The task: Set down the line that contains "Please indicate the open" and every line after it to the end of the entries, exactly as they stand and nothing more.

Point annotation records
============
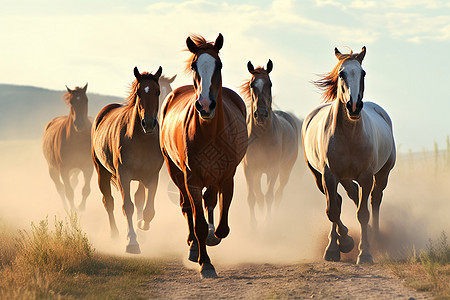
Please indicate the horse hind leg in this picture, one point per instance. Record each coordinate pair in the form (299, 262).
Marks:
(87, 175)
(149, 210)
(104, 183)
(139, 200)
(65, 176)
(54, 175)
(210, 200)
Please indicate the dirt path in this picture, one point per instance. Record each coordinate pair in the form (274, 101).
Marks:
(320, 280)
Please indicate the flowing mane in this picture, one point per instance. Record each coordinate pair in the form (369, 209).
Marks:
(328, 82)
(245, 88)
(130, 100)
(202, 44)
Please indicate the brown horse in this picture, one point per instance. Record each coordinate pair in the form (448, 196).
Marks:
(66, 145)
(165, 88)
(349, 142)
(203, 139)
(125, 147)
(273, 141)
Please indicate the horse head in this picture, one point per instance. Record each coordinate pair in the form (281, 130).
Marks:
(77, 101)
(261, 92)
(350, 81)
(147, 99)
(206, 68)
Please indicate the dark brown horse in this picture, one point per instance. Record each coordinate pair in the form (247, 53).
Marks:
(273, 141)
(125, 147)
(66, 145)
(203, 140)
(350, 142)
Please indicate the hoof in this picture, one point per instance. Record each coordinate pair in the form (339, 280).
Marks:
(208, 271)
(222, 232)
(346, 244)
(142, 225)
(133, 249)
(364, 259)
(331, 255)
(193, 252)
(211, 239)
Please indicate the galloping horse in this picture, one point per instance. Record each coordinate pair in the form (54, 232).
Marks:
(203, 139)
(349, 142)
(273, 141)
(125, 147)
(165, 88)
(66, 145)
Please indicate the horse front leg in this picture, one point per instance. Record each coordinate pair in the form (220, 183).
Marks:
(87, 174)
(194, 189)
(339, 240)
(149, 210)
(366, 183)
(128, 210)
(210, 200)
(68, 188)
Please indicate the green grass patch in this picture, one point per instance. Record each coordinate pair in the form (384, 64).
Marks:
(61, 263)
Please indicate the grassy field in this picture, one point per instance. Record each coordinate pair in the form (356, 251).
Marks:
(60, 263)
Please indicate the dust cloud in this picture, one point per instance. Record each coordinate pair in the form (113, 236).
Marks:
(415, 208)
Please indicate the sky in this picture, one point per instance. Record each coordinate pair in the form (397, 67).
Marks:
(52, 43)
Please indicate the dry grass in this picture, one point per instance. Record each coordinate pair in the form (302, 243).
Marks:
(427, 271)
(61, 264)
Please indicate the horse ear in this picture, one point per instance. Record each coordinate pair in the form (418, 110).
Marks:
(250, 67)
(170, 80)
(338, 54)
(191, 45)
(219, 42)
(136, 73)
(158, 73)
(269, 66)
(360, 55)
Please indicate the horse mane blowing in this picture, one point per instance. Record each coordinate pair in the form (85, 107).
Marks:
(328, 84)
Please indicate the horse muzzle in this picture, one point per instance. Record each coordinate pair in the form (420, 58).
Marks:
(149, 126)
(260, 116)
(354, 109)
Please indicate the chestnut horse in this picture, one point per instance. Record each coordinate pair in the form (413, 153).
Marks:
(273, 141)
(165, 88)
(203, 140)
(66, 146)
(125, 147)
(350, 142)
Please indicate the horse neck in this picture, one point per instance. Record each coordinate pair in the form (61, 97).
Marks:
(341, 120)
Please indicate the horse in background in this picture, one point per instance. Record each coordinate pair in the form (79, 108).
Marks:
(350, 142)
(273, 141)
(66, 146)
(125, 147)
(203, 140)
(165, 88)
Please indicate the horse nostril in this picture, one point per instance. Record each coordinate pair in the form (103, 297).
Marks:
(198, 105)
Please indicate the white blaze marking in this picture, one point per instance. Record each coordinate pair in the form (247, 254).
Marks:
(353, 71)
(206, 64)
(259, 84)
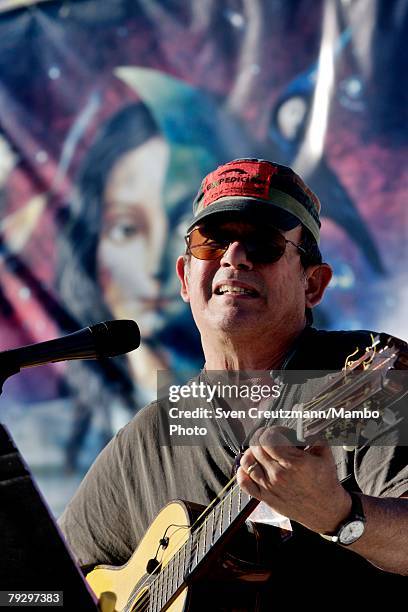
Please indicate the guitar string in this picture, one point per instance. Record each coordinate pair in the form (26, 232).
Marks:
(220, 497)
(146, 596)
(145, 599)
(198, 543)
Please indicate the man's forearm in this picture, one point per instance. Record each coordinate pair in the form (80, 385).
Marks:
(385, 539)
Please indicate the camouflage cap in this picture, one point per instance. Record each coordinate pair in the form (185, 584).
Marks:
(258, 189)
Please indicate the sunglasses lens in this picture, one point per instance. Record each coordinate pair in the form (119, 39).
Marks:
(204, 246)
(260, 246)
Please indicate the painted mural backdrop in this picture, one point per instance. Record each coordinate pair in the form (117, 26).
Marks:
(110, 114)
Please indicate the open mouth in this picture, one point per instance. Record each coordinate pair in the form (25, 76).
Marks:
(231, 290)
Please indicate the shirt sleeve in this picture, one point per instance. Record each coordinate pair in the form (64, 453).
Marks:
(382, 471)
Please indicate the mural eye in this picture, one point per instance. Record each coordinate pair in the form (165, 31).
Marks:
(351, 93)
(123, 230)
(290, 116)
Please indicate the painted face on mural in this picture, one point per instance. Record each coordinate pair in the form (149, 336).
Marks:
(134, 234)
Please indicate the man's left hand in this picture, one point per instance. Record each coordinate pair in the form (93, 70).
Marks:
(301, 484)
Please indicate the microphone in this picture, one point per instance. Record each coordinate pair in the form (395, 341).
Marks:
(107, 339)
============
Exercise output:
Please indicate the open mouth in this picture, one point per instance. Record each coordinate pair in the form (25, 76).
Marks:
(231, 290)
Please indicate the shirt sleeve in this picture, one point per instance. Record each coordinate pair in the form (64, 453).
Marks:
(382, 471)
Please indicate the mural eye in this picture, one point per instance. Record each coordinate pair in the form (165, 31).
Marks:
(351, 93)
(123, 230)
(290, 116)
Please indicate the painted face on mural in this picture, one point per instance. Record each coordinate pair in the form (149, 336).
Marks:
(134, 234)
Please indicate the man's left hand in this picture, one point per instance. Record each coordinate pair in the form (93, 70).
Marks:
(301, 484)
Please indicate the microphone in this picture, one point per instance. Record each coordinate pair in the form (395, 341).
Marks:
(107, 339)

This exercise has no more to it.